-- Source passage --
----
You know that skipping class is not going to help your grades or your knowledge. Considering you’ve already missed a few days back when you were, hmm, celebrating, now you have to be at school dead or alive. So, have you taken the precautions? Have you secured yourself with the best attendance insurance of the year – the flu shot? The sick time of the year is officially here.
The flu season generally lasts from the beginning of October and peaks between January and March. According to the Centers for Disease Control and Prevention, in an average year influenza is associated with more than 20,000 deaths nationwide and more than 100,000 hospitalizations. If not deadly, the disease can be extremely dangerous or just very unpleasant.
First, it is important to know the difference between a cold and the flu. Colds, caused by more than 200 different viruses, affect the upper respiratory system and are recognized by runny noses and sniffling. Influenza, otherwise known as the flu, is much more serious affecting both upper and lower respiratory systems.
It usually begins with sudden weakness and fatigue accompanied by a sore throat, nasal stuffiness and a headache. Fever, dry cough and chest pain follow.
Although nausea, vomiting and diarrhea can sometimes accompany influenza, especially in children, these symptoms are uncommon with the flu. The term “stomach flu” is a misnomer that is sometimes used to describe gastrointestinal illnesses caused by organisms other than influenza viruses.
The flu is caused by viruses Influenza A and Influenza B that continually change over time, which enables them to evade the immune system of its host. New strains of the flu develop every year, making it impossible to build immunity to the constantly mutating virus. This year, there are three strains of the virus that are expected to be particularly common: the Moscow, the New Caledonia and the Hong Kong.
Flu symptoms usually start in one to four days after being infected. A person with influenza can be contagious one day before symptoms appear and for three to seven days after the onset of symptoms. The great danger of influenza is its tendency to develop into a particularly severe form of pneumonia.
Your best protection against the flu is an annual flu shot. It takes about two weeks after influenza vaccination for a person to develop protection against infection.
You need to get a flu shot even if you had one last year because the virus strains in the last year’s vaccine and those in circulation now are different and will not protect you from a current flu strain.
Side effects are mild and usually appear in the form of soreness, redness, or swelling where the shot was given, low-grade fever and aches are not uncommon. Allergic reactions to the flu shot are more likely to occur among people who have an allergy to eggs, because the viruses used in the vaccine are grown in hens’ eggs. In such circumstances, consult your physician.
Try to minimize your stress level, get plenty of sleep, eat a balanced diet, exercise and keep a positive attitude. Despite the pressure of the semester coming to an end, take it easy by prioritizing duties and responsibilities. Besides, who wants to spend a wonderfully festive time of year in bed with a sickness?
----
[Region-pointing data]
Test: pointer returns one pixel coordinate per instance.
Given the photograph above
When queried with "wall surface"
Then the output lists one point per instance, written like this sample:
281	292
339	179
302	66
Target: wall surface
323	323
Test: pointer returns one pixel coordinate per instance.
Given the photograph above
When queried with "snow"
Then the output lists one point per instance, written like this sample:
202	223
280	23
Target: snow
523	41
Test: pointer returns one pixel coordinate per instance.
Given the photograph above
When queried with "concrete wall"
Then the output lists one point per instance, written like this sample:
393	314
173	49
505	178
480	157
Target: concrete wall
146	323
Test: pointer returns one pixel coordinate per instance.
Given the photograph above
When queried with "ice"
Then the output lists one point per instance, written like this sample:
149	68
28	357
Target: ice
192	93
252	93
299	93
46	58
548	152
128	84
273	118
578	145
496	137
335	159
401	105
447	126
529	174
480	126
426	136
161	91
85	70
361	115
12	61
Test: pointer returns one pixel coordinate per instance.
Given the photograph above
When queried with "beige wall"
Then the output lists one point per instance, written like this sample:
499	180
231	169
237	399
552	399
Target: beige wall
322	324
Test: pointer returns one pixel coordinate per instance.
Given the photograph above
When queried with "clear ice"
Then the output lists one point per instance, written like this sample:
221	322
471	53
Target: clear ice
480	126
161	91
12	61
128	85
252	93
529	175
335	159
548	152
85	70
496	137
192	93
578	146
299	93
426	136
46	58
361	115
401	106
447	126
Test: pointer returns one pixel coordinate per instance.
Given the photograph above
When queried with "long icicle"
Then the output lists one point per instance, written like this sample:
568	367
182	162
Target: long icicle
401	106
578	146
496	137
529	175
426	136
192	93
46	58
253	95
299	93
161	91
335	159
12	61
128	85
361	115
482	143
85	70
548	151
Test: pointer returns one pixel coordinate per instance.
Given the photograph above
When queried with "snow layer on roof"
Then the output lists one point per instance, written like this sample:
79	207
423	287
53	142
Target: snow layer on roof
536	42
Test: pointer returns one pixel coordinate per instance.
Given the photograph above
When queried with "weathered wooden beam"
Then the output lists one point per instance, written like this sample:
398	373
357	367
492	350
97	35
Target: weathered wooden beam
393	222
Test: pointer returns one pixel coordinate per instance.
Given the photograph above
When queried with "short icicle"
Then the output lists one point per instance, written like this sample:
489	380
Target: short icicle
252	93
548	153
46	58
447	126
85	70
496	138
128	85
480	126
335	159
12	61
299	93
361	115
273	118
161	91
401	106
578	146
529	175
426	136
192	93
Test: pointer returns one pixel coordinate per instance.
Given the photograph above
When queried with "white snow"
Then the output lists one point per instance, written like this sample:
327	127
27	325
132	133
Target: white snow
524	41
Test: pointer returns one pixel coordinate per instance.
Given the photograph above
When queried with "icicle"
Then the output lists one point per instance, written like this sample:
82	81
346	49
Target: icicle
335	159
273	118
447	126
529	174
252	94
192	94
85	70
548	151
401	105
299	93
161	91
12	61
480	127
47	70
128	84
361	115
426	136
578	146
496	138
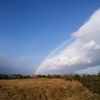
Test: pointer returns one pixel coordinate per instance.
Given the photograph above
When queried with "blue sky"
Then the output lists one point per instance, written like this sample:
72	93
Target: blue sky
31	29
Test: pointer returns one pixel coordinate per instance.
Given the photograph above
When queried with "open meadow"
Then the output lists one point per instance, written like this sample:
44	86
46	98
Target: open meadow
44	89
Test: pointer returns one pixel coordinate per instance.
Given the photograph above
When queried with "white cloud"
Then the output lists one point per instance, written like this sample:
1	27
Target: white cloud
82	53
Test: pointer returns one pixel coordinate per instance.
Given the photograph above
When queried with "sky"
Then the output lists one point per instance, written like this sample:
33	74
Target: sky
49	36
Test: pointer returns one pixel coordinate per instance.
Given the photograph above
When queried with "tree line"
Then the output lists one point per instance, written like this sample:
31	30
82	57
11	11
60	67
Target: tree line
92	82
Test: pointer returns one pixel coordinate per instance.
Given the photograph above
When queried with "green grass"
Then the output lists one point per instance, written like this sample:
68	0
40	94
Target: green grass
44	89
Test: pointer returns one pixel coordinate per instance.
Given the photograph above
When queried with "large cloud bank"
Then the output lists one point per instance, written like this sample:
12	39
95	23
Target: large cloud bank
83	53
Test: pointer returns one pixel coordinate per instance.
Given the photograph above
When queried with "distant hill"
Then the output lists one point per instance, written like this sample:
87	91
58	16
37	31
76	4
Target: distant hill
44	89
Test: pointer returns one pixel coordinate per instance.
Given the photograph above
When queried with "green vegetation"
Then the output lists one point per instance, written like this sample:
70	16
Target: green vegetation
50	87
44	89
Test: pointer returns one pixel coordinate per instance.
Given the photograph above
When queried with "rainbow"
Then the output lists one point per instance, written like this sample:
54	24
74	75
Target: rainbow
67	42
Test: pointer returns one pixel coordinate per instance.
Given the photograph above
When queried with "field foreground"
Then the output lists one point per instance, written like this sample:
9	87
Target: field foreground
44	89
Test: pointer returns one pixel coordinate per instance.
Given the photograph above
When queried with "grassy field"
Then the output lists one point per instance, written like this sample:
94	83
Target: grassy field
44	89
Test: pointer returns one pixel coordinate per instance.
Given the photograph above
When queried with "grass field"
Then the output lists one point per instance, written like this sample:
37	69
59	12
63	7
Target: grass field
44	89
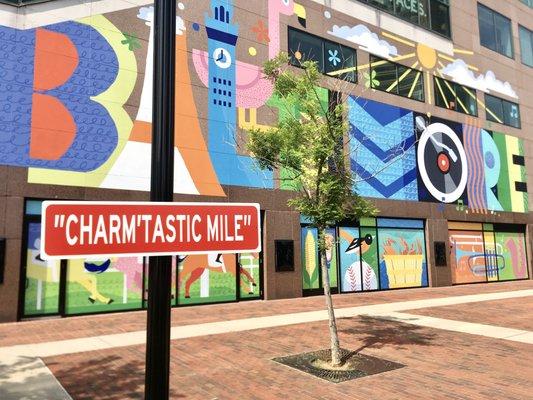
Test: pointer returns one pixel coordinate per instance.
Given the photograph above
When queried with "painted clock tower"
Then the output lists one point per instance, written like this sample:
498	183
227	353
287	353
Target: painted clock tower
222	110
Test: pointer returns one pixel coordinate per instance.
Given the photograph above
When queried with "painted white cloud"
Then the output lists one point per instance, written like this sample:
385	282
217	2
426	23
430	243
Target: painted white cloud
368	41
460	73
147	14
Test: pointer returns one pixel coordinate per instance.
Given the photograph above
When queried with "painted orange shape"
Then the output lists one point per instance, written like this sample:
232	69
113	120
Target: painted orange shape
52	128
56	59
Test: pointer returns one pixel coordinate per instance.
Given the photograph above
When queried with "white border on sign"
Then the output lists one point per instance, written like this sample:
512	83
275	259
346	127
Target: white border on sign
48	203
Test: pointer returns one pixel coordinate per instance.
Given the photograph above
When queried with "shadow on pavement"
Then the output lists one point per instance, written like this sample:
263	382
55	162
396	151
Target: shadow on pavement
27	378
376	333
109	378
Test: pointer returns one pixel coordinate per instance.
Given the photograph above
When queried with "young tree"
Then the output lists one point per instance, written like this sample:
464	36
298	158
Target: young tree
309	144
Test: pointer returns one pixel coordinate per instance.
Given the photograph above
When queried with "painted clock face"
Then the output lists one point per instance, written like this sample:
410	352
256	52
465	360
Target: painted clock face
222	58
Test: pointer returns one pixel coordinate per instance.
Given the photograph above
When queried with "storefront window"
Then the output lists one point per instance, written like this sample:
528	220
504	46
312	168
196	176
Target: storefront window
487	252
502	111
103	285
379	254
526	46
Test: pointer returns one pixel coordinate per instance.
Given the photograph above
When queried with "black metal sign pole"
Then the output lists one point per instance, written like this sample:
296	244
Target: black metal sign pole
162	189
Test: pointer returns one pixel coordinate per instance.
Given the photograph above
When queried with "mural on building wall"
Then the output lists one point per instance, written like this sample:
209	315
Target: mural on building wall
426	59
382	254
431	159
96	285
79	112
481	253
213	277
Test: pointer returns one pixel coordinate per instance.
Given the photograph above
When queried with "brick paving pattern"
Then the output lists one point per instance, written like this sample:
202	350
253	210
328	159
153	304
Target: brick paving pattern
78	327
506	313
439	364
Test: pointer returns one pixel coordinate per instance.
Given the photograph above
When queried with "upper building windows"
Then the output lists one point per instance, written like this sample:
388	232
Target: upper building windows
526	45
502	111
455	97
397	79
495	31
333	59
430	14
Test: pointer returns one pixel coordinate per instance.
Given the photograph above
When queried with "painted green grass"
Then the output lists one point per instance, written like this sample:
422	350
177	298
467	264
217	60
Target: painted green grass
49	298
221	288
110	285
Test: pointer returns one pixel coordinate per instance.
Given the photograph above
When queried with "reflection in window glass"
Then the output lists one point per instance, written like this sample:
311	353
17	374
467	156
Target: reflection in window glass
502	111
495	31
207	278
402	256
303	47
526	46
102	285
511	114
332	58
440	17
504	37
407	11
250	275
41	294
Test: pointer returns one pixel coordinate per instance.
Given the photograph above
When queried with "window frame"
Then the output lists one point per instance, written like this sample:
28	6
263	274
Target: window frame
494	13
490	118
522	28
397	65
323	45
455	86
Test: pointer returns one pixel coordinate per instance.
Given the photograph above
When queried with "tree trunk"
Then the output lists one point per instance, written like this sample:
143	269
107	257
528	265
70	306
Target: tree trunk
334	337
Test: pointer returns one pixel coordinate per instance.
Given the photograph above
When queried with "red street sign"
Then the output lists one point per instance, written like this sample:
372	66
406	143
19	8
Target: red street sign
80	229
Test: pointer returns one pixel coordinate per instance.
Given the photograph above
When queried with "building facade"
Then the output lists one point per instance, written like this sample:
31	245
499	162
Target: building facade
440	107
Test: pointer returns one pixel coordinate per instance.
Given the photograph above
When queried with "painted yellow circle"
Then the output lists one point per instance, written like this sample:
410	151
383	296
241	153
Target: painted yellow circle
427	56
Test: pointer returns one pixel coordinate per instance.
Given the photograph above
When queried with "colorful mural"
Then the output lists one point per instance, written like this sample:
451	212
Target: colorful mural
486	253
379	254
430	159
116	284
102	285
311	272
79	112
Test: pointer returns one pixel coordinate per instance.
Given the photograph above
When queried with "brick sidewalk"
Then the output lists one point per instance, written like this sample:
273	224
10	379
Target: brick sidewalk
439	365
78	327
508	313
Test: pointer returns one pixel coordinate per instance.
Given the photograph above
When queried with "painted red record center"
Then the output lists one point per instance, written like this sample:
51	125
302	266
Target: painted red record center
443	162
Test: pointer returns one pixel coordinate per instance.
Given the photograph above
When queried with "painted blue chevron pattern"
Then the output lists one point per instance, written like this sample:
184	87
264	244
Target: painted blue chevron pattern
383	150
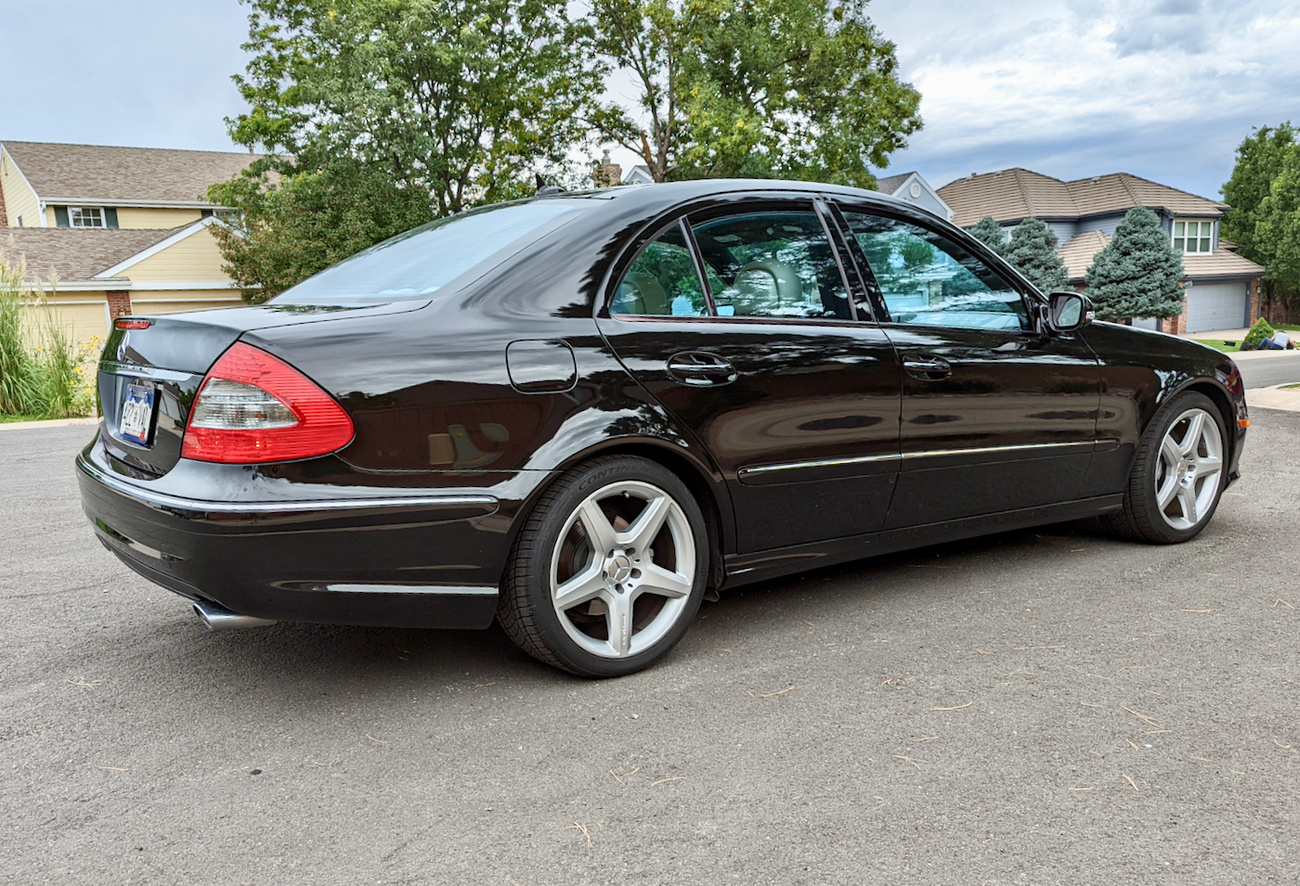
----
-- Tasks and exercises --
1. Set down the part of the flu article between "You need to" and "with a sickness?", inclusive, word for word.
2. Decide whether each statement agrees with the flu article, answering yes or no and quoting the words of the article that settle it: (a) The flu season peaks between January and March. (b) Colds affect both the upper and lower respiratory systems. (c) Protection against infection develops within a day of getting the flu shot.
Rely on the flu article alone, not on the records.

-- Solutions --
1.
You need to get a flu shot even if you had one last year because the virus strains in the last year’s vaccine and those in circulation now are different and will not protect you from a current flu strain.
Side effects are mild and usually appear in the form of soreness, redness, or swelling where the shot was given, low-grade fever and aches are not uncommon. Allergic reactions to the flu shot are more likely to occur among people who have an allergy to eggs, because the viruses used in the vaccine are grown in hens’ eggs. In such circumstances, consult your physician.
Try to minimize your stress level, get plenty of sleep, eat a balanced diet, exercise and keep a positive attitude. Despite the pressure of the semester coming to an end, take it easy by prioritizing duties and responsibilities. Besides, who wants to spend a wonderfully festive time of year in bed with a sickness?

2.
(a) Yes: "peaks between January and March"
(b) No: "Colds, caused by more than 200 different viruses, affect the upper respiratory system"
(c) No: "It takes about two weeks after influenza vaccination for a person to develop protection against infection."